[begin Document passage]

The Perak War (1875–76) took place between British and local forces in Perak, a state in northwestern Malaysia. The sultan of Upper Perak and other local chiefs attempted to end foreign influence in the region and remove the British administrator James W. W. Birch.  Following the murder of Birch in 1875, British forces defeated local rebels and restored British control in the region.

Beginning
After the murder of James W. W. Birch, local Malays first planned on attacking Bandar Bahru on the night of November 2, but the plan was aborted due to heavy rain. British reinforcements started to arrive from Hong Kong and Burma by November 6. A skirmish happened near a Malay-held stockade near Bandar Tua, Perak on 7 November 1875 involving around 106 British soldiers. This was the first battle in the war. Encountering unexpected resistance, the battle ended with the retreat of the British detachment, who lost 4 men including Captain Innes, an officer. Reinforcements were sent, and 300 men soon arrived in the state with 80 boats. Most of the army were sent from India and Hong Kong.

[end Document passage]

*Challenges*
[1] According to the Perak War passage, from where had British reinforcements begun to arrive by November 6?
[2] Pick up the Perak War passage after its last sentence and carry it on.
The material after this comes from a separate source.

[begin Material provided]

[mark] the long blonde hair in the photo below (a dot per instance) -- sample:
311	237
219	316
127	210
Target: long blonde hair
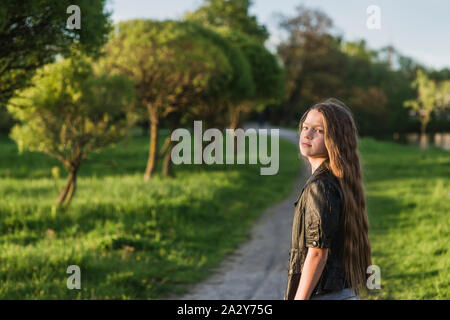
341	141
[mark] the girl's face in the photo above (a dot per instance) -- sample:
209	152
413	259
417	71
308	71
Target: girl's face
312	144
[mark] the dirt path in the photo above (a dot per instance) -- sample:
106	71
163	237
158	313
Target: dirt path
257	269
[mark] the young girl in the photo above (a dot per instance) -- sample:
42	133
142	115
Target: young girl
330	249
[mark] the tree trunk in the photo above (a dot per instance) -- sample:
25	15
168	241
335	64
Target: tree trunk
153	150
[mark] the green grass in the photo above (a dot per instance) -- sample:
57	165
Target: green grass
132	240
408	201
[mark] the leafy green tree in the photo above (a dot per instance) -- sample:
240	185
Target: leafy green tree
32	33
68	112
173	65
266	73
233	14
426	101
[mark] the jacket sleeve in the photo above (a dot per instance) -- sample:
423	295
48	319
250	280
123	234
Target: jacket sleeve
322	210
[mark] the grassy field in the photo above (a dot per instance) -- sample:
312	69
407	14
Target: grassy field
408	201
131	240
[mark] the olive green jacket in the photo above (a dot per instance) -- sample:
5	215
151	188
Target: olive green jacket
318	223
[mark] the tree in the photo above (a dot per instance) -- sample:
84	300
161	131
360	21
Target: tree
68	112
173	65
233	14
312	59
431	97
32	33
426	99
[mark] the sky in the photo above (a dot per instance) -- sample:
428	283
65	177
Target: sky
418	29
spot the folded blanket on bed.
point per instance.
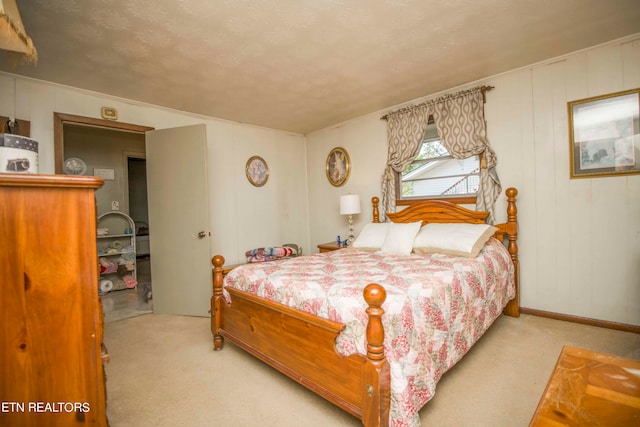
(270, 253)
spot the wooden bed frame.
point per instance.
(302, 346)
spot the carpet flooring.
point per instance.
(164, 373)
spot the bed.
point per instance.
(352, 354)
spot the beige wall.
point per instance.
(242, 216)
(579, 239)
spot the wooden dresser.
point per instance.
(51, 321)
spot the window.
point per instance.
(436, 174)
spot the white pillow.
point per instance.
(400, 237)
(459, 239)
(372, 236)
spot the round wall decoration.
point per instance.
(257, 171)
(338, 166)
(74, 166)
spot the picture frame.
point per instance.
(604, 135)
(257, 171)
(338, 166)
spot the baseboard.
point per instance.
(583, 320)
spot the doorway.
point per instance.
(178, 211)
(117, 154)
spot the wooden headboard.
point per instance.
(444, 211)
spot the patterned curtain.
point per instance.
(460, 122)
(405, 130)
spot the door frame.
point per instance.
(59, 119)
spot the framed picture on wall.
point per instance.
(257, 171)
(604, 135)
(338, 166)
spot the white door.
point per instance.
(179, 234)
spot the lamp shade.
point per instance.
(349, 204)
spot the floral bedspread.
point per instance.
(437, 307)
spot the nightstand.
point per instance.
(331, 246)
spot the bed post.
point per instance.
(217, 301)
(376, 212)
(513, 307)
(375, 395)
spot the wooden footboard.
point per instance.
(302, 346)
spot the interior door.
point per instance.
(179, 234)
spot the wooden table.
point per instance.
(590, 389)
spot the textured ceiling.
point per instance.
(301, 65)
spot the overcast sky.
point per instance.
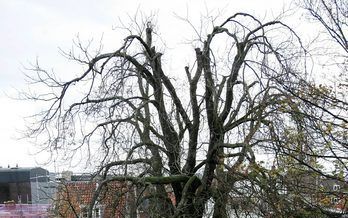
(32, 29)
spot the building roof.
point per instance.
(23, 174)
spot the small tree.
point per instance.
(246, 99)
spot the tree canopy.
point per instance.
(242, 134)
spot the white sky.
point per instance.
(33, 29)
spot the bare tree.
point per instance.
(246, 118)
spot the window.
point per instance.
(84, 212)
(336, 187)
(334, 200)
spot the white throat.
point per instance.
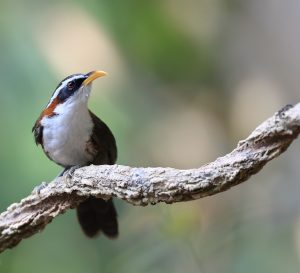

[end Material provided]

*Answer list*
[1] Hong Kong and Burma.

[2]
Siege of Pasir Salak
On the 15th, the British army arrived at Pasir Salak. The place was well defended, with a fort that had a six-foot rampart, coupled with a wooden wall on top and with a trench filled with sharpened spikes and traps. The warriors had several lantaka with them, alongside some muskets.
The British attacked relentlessly, but the first attack failed, killing Captain Innes. Soon, the attacks gave fruit, and it was captured on 12 December. Pasir Salak was razed by the soldiers under orders from William Jervois.

Battle of Kota Lama Kanan
The warriors, under Dato Maharaja Lela, soon retreated to Sayong. The British followed them, attacking enemy forts and villages on the way. Then, on 4 January 1876, they were ambushed at Kota Lama Kanan, Sayong. Brigadier H.J. Hawkins was killed during the fight.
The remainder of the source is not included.